> _TRY IT_
With the images removed, write out every line below exactly.

<<<<

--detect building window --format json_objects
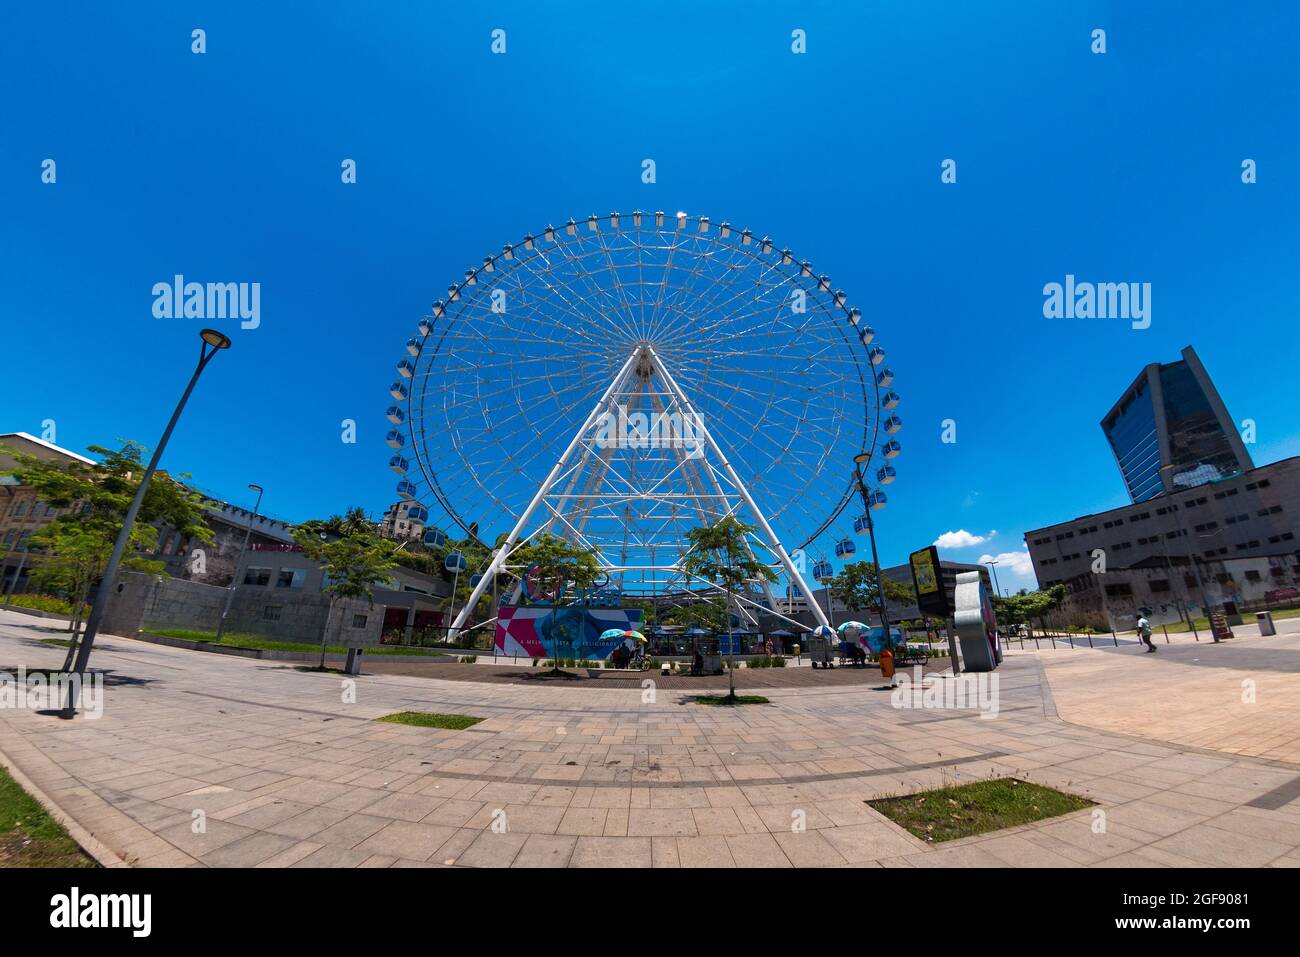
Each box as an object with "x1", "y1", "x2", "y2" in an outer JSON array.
[
  {"x1": 1245, "y1": 570, "x2": 1261, "y2": 582},
  {"x1": 244, "y1": 566, "x2": 272, "y2": 586},
  {"x1": 262, "y1": 605, "x2": 282, "y2": 621},
  {"x1": 351, "y1": 613, "x2": 368, "y2": 629},
  {"x1": 1150, "y1": 579, "x2": 1170, "y2": 592},
  {"x1": 275, "y1": 568, "x2": 305, "y2": 589}
]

>>>>

> _PROBLEM SOLUTION_
--detect building window --format json_objects
Each box as an object with "x1", "y1", "x2", "y2" in an outer JSON array.
[
  {"x1": 1245, "y1": 570, "x2": 1261, "y2": 582},
  {"x1": 244, "y1": 566, "x2": 272, "y2": 586},
  {"x1": 262, "y1": 605, "x2": 282, "y2": 621},
  {"x1": 351, "y1": 613, "x2": 368, "y2": 629},
  {"x1": 1150, "y1": 579, "x2": 1170, "y2": 592},
  {"x1": 275, "y1": 568, "x2": 305, "y2": 589}
]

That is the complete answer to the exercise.